# Jay Peak 4-9-16



## Dick Gazinya (Apr 9, 2016)

Jay pretty good.  10" since yesterday, 18" in last 48 hrs. 52 trails. 

Sent from my SM-G900V using Tapatalk


----------



## Cornhead (Apr 9, 2016)

Winter! At last, better late than never, stellar day at Jay, woods skied great, coverage excellent, must have gotten some heavy wet snow to coat everything before the latest snow.


----------



## Dick Gazinya (Apr 9, 2016)

Sent from my SM-G900V using Tapatalk


----------



## Cornhead (Apr 9, 2016)

Sorry for the double image, I'm good at that.


----------



## chuckstah (Apr 9, 2016)

Nice hit!


----------



## Cornhead (Apr 11, 2016)

Sunday didn't suck either, the most Winter like conditions I've skied in months.



Stayed at Maple Farms B&B in Troy VT, pleasant accommodations,  yummy breakfast.


----------



## thetrailboss (Apr 11, 2016)

Very nice!  Way to get at it!


----------



## Abubob (Apr 11, 2016)

Thanks for the report. I currently sharing all the recent reports with friends of mine to convince them that there is indeed good skiing in April (we'll see if any come through in May this year) and not to give up the ghost just because a date on a calendar.


----------

+++++

*What is asked:*
1. Rewrite everything in the Jay Peak thread from "## Cornhead (Apr 11, 2016)" down to "thetrailboss (Apr 11, 2016)", putting "hearty" in place of "yummy".
2. According to the Jay Peak thread, how much snow fell in the last 48 hours?
The entries stand apart from the Jay Peak thread as separate material.

Records from a data collection

+++++

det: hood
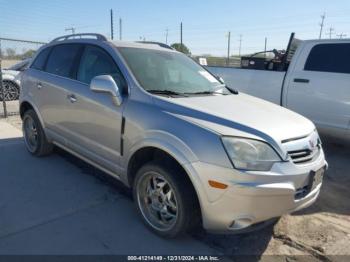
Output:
[153,93,315,144]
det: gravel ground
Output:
[2,116,350,261]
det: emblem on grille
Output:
[309,140,317,151]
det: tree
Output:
[171,43,191,55]
[20,49,35,59]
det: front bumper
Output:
[186,148,327,233]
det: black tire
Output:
[22,109,53,157]
[133,162,198,238]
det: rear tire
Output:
[22,109,53,156]
[133,162,197,238]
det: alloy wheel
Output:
[137,172,178,231]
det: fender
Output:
[124,130,198,166]
[19,97,45,130]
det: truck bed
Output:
[207,67,286,105]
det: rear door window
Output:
[46,44,82,78]
[77,45,127,93]
[304,43,350,74]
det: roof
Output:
[50,33,175,52]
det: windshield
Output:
[119,47,229,94]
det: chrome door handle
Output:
[67,94,77,103]
[294,78,310,84]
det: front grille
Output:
[288,145,321,164]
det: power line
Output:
[64,27,76,35]
[319,13,326,39]
[337,33,347,39]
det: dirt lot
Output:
[3,116,350,261]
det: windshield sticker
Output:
[198,71,218,83]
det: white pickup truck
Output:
[208,39,350,140]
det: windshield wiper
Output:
[225,86,239,95]
[147,89,187,96]
[185,91,220,95]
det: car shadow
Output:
[293,137,350,215]
[55,148,277,256]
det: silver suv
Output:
[20,34,327,237]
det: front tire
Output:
[0,80,19,101]
[133,162,196,238]
[22,109,53,156]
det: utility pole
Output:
[64,27,75,35]
[165,28,169,44]
[319,13,326,39]
[111,9,114,40]
[337,33,346,39]
[327,27,334,39]
[180,22,183,52]
[0,40,7,118]
[238,35,242,57]
[226,31,231,66]
[119,18,123,41]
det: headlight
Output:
[222,137,281,171]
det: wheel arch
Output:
[19,100,45,128]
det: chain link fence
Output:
[0,38,45,118]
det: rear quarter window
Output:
[31,47,51,71]
[45,44,82,78]
[304,43,350,74]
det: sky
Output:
[0,0,350,56]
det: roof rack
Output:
[136,41,174,50]
[50,33,107,43]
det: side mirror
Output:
[216,75,225,84]
[90,75,123,106]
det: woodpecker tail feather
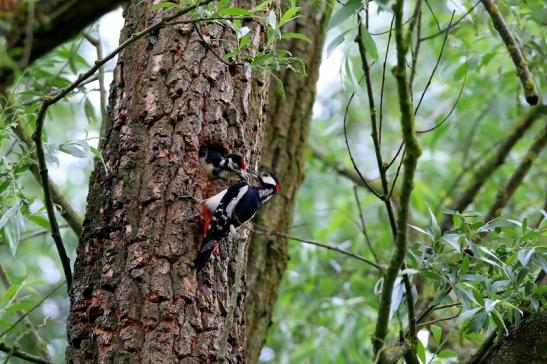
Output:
[194,240,217,272]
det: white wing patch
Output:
[205,189,228,214]
[226,185,249,216]
[261,175,277,186]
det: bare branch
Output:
[308,142,380,194]
[0,281,65,338]
[481,0,539,105]
[372,0,421,363]
[414,11,455,115]
[378,16,395,146]
[254,227,384,272]
[0,343,52,364]
[13,120,82,236]
[420,0,481,41]
[484,123,547,221]
[353,186,378,263]
[416,58,468,134]
[441,105,547,231]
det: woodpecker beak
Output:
[247,170,258,179]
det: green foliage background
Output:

+++++

*Answers:*
1.
## Cornhead (Apr 11, 2016)

Sunday didn't suck either, the most Winter like conditions I've skied in months.



Stayed at Maple Farms B&B in Troy VT, pleasant accommodations,  hearty breakfast.


----------



## thetrailboss (Apr 11, 2016)

2. 18 inches.